▸ Document passage
Every bed monitored. Every round automated.
Manual temperature rounds sample each patient a few times a day. The P20 system samples every patient every 5 seconds — and tells the nurse station the moment anyone trends wrong.
Why manual rounds leave gaps a patient temperature monitoring system closes
Nurses spend hours walking wards with thermometers, waking patients, and transcribing numbers — capturing a handful of data points per patient per day.
- Fever spikes between rounds are caught late
- Night rounds disturb patients who need sleep
- Manual transcription invites errors and eats nursing time
Continuous body temperature monitoring across every bed
One screen for the whole ward
The nurse console shows live temperature for every monitored bed, with abnormal trends surfaced automatically.
Alerts to the station, instantly
Threshold crossings and abnormal patterns trigger alerts at the nurse station — not at the next scheduled round.
Automatic records
Continuous readings flow straight into exportable records — no clipboards, no transcription.
Deploying a patient temperature monitoring system without an IT project
- Plug-and-play Bluetooth gateways cover the ward
- Sensors are single-patient-assigned via the console
- Pilot one ward first — see our clinical deployment guide
What a hospital gains from continuous temperature monitoring
Why continuous temperature monitoring in hospital settings outperforms rounds
A manual temperature round samples each patient a handful of times per day, and every gap between rounds is time during which a fever can develop unseen. A patient temperature monitoring system built on continuous wearable sensors samples every patient every 5 seconds instead, so a threshold crossing is detected and flagged the moment it happens rather than at the next scheduled round — often hours earlier for patients whose condition changes overnight.
How wireless patient monitoring reduces nursing workload
Manual rounds consume real nursing time: walking the ward, waking patients, recording readings by hand, and transcribing them into a chart. A wireless patient monitoring setup shifts that work from scheduled walking rounds to responding when the system actually flags something — which is what "replace manual temperature rounds" means in practice. Nurses see live data for every monitored bed on one console rather than needing to visit each patient to find out their current status.

Stored records:
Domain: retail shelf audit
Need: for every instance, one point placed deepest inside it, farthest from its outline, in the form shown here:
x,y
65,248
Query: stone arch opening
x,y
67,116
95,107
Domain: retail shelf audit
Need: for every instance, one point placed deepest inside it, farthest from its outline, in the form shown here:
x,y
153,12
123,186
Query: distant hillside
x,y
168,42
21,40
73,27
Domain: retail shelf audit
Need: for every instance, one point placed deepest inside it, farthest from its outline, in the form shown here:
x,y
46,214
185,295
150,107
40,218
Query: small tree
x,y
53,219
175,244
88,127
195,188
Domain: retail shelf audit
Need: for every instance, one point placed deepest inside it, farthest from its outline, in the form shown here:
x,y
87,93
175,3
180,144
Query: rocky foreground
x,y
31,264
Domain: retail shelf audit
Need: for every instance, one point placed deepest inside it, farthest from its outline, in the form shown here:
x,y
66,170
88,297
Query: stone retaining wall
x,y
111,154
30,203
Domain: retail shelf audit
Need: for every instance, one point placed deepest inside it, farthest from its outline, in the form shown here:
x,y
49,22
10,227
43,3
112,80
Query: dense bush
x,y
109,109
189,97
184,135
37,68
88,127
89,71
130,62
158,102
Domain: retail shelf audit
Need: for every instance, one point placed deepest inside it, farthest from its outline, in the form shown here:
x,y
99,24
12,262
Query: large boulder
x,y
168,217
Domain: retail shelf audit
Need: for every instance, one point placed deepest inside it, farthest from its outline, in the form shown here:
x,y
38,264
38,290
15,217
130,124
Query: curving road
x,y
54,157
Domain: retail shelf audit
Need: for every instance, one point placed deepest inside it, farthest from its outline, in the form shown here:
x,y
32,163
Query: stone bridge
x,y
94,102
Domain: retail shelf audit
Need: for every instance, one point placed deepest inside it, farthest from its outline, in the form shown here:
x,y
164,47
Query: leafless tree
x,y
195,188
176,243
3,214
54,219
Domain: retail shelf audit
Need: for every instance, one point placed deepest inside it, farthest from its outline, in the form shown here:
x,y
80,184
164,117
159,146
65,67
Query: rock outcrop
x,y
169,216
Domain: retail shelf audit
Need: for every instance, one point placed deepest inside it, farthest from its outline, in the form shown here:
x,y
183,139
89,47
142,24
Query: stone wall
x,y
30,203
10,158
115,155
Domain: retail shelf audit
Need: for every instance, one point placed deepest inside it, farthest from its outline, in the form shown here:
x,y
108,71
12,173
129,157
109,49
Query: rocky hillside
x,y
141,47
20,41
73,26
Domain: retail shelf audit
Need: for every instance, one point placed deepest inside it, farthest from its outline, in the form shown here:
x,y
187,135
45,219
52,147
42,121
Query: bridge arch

▸ Work request
Please write out the part of the hospital temperature monitoring page starting with "How wireless patient" and going on through "their current status.". You won't need the records.

▸ Exercise response
How wireless patient monitoring reduces nursing workload
Manual rounds consume real nursing time: walking the ward, waking patients, recording readings by hand, and transcribing them into a chart. A wireless patient monitoring setup shifts that work from scheduled walking rounds to responding when the system actually flags something — which is what "replace manual temperature rounds" means in practice. Nurses see live data for every monitored bed on one console rather than needing to visit each patient to find out their current status.